Exercise
Your response should be an exact transcription of the data, images excluded.
───── Records supplied ─────
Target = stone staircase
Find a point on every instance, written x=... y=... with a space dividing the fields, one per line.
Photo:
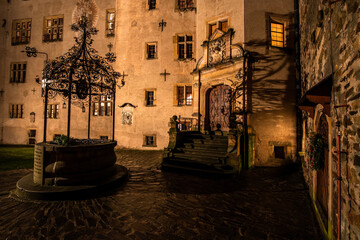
x=196 y=152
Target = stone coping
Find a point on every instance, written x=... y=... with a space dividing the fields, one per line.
x=26 y=189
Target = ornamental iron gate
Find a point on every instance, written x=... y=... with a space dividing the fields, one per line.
x=219 y=106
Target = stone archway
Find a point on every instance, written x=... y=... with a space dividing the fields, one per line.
x=218 y=106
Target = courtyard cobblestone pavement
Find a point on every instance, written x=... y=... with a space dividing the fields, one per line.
x=262 y=203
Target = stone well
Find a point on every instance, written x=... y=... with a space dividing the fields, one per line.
x=84 y=168
x=87 y=162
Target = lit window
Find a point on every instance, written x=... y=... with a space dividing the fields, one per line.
x=223 y=25
x=21 y=32
x=16 y=110
x=149 y=141
x=53 y=29
x=17 y=72
x=212 y=28
x=152 y=4
x=103 y=107
x=151 y=51
x=277 y=34
x=184 y=95
x=53 y=111
x=149 y=98
x=185 y=4
x=110 y=23
x=104 y=137
x=279 y=152
x=185 y=47
x=32 y=136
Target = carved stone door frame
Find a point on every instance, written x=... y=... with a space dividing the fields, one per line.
x=218 y=106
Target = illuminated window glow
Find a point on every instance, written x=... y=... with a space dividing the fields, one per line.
x=277 y=34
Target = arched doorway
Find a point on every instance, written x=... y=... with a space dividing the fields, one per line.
x=218 y=108
x=322 y=190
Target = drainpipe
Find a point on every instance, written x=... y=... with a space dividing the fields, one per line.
x=339 y=179
x=199 y=118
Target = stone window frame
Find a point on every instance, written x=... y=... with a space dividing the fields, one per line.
x=21 y=31
x=188 y=6
x=110 y=31
x=218 y=25
x=176 y=94
x=32 y=137
x=53 y=111
x=149 y=4
x=55 y=135
x=185 y=43
x=103 y=137
x=56 y=28
x=146 y=100
x=18 y=69
x=16 y=111
x=147 y=50
x=285 y=20
x=103 y=106
x=146 y=139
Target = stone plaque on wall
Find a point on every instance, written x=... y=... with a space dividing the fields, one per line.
x=39 y=152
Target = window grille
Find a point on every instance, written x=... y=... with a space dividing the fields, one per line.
x=21 y=31
x=53 y=29
x=16 y=110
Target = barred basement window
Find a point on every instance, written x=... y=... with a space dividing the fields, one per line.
x=151 y=50
x=53 y=29
x=53 y=111
x=16 y=110
x=152 y=4
x=18 y=72
x=110 y=23
x=184 y=95
x=21 y=31
x=277 y=34
x=149 y=141
x=103 y=107
x=185 y=47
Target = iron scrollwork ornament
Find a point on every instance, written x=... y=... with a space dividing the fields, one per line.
x=81 y=69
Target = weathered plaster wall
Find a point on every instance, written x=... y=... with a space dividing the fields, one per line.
x=136 y=25
x=331 y=45
x=272 y=101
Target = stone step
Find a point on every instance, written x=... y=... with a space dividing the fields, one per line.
x=224 y=170
x=200 y=158
x=193 y=162
x=205 y=152
x=208 y=141
x=206 y=146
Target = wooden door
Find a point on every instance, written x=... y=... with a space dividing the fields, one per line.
x=322 y=191
x=219 y=108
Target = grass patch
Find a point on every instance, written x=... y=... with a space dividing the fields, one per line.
x=15 y=157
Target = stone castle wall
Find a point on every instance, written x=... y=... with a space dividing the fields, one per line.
x=330 y=44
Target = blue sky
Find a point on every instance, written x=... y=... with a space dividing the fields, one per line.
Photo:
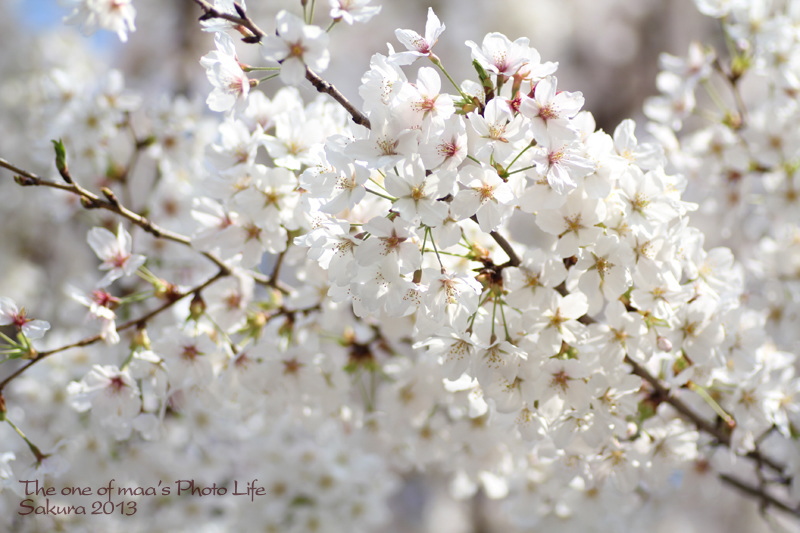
x=40 y=13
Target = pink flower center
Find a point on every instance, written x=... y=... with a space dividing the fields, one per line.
x=116 y=384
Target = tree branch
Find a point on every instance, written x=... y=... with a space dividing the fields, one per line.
x=257 y=34
x=759 y=493
x=129 y=324
x=325 y=87
x=89 y=200
x=242 y=19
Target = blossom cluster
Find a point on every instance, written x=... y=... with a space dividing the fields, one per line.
x=467 y=278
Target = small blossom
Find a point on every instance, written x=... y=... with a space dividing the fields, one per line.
x=11 y=315
x=115 y=251
x=296 y=47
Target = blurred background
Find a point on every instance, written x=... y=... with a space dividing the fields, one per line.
x=608 y=49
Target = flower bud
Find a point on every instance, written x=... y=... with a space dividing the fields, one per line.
x=141 y=341
x=663 y=344
x=197 y=307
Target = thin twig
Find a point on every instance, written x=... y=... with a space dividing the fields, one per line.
x=325 y=87
x=129 y=324
x=320 y=84
x=759 y=493
x=723 y=437
x=92 y=201
x=241 y=20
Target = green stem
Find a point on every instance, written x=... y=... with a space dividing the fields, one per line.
x=435 y=60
─────
Worked solution
Target = stone staircase
Find a point on every instance, written x=... y=... with a space dividing the fields, one per line.
Photo:
x=196 y=152
Target = stone coping
Find a point on every instance, written x=... y=... with a space dividing the fields, one per line.
x=26 y=189
Target = ornamental iron gate
Find a point on every instance, written x=... y=... with a space dividing the fields, one per line.
x=219 y=106
Target = stone archway
Find a point on every instance, written x=... y=... with a space dividing the fields, one per line.
x=218 y=106
Target = courtyard cobblestone pavement
Find a point on every instance, written x=... y=... with a space dividing the fields, one per line.
x=262 y=203
Target = stone well
Find a point on every instance, written x=... y=... with a space dividing the fields, one per line.
x=84 y=168
x=87 y=162
Target = lit window
Find a point on every instance, written x=... y=... with a space dividing the fields, one per line.
x=223 y=25
x=21 y=32
x=16 y=110
x=149 y=141
x=53 y=29
x=17 y=72
x=212 y=28
x=152 y=4
x=103 y=107
x=151 y=51
x=277 y=34
x=184 y=95
x=53 y=111
x=149 y=98
x=185 y=4
x=110 y=23
x=104 y=137
x=279 y=152
x=185 y=47
x=32 y=136
Target = carved stone door frame
Find a point on every instance, written x=... y=... with a space dividing the fields, one per line.
x=218 y=106
Target = illuminated window glow
Find a point on every instance, written x=... y=... with a space dividing the fields, one per line.
x=277 y=34
Target = arched doorway
Find a point on every instance, written x=... y=... with a space dividing the fields, one per line.
x=218 y=108
x=322 y=190
Target = drainpipe
Find a point on every instance, written x=... y=... with a space dividing the fields, one per line.
x=339 y=179
x=199 y=118
Target = stone window frame
Find a point on every instance, written x=... y=... with a space dividing the fields, one per line.
x=21 y=31
x=188 y=6
x=110 y=31
x=218 y=25
x=176 y=94
x=32 y=137
x=53 y=111
x=149 y=4
x=55 y=135
x=185 y=43
x=103 y=137
x=56 y=28
x=146 y=100
x=18 y=69
x=16 y=111
x=147 y=50
x=285 y=20
x=103 y=106
x=146 y=139
Target = stone plaque on wall
Find a point on every instance, written x=... y=... with a space dividing the fields, one per line.
x=39 y=152
Target = window grille
Find a point on every instance, written x=... y=... with a space dividing the fields, one per line.
x=21 y=31
x=53 y=29
x=16 y=110
Target = barred basement window
Find a point on every instance, written x=... y=... with a space dividing the fields, one per line.
x=151 y=50
x=53 y=29
x=53 y=111
x=16 y=110
x=152 y=4
x=18 y=72
x=110 y=23
x=184 y=95
x=21 y=31
x=277 y=34
x=149 y=141
x=103 y=107
x=185 y=47
Target = iron scrollwork ornament
Find a point on every instance, written x=... y=... with a space dividing the fields, one per line.
x=81 y=69
Target = weathered plaster wall
Find a point on every instance, written x=... y=... with a space dividing the fields, one per line.
x=136 y=25
x=331 y=45
x=272 y=101
Target = stone step
Find a point on every instance, written x=... y=... with a space dividing the fields, one per line.
x=224 y=170
x=200 y=158
x=193 y=162
x=205 y=152
x=208 y=141
x=206 y=146
Target = wooden door
Find a point on every instance, written x=... y=... with a space dividing the fields, one per line.
x=322 y=191
x=219 y=108
Target = grass patch
Find a point on every instance, written x=... y=... with a space dividing the fields, one per line.
x=15 y=157
Target = stone castle wall
Find a point on every instance, written x=... y=... with a space dividing the fields, one per line.
x=330 y=44
Target = blue sky
Find a point on every instance, written x=... y=... with a space dividing the fields, one per line.
Photo:
x=40 y=13
Target = pink flower center
Find a point on every instance, written x=... y=... with a space dividing the fields, one per line.
x=116 y=384
Target = tree branch
Find a point on every instance, written x=... y=... with a space dividing the fields, one per line.
x=257 y=34
x=759 y=493
x=129 y=324
x=325 y=87
x=89 y=200
x=242 y=19
Target = blossom cluster
Find a point on every instance, written x=... y=... with a space dividing the fields, one per line.
x=467 y=278
Target = small blossom
Find a point on every instance, written x=... y=... with a space dividing the fields, one per line.
x=11 y=315
x=115 y=251
x=296 y=47
Target = blurred background
Find a point on every instance, written x=... y=... with a space dividing the fields, one per line.
x=608 y=49
Target = flower bud
Find a point on every instance, written x=... y=... with a space dividing the fields, one per line.
x=141 y=341
x=663 y=344
x=197 y=307
Target = thin twig
Find a point on every instance, written x=... y=... with a space dividing the fields, one per line.
x=325 y=87
x=129 y=324
x=320 y=84
x=759 y=493
x=723 y=437
x=92 y=201
x=241 y=20
Target = green stem
Find a point on every instance, written x=... y=... with a space dividing the fields, one per line.
x=435 y=60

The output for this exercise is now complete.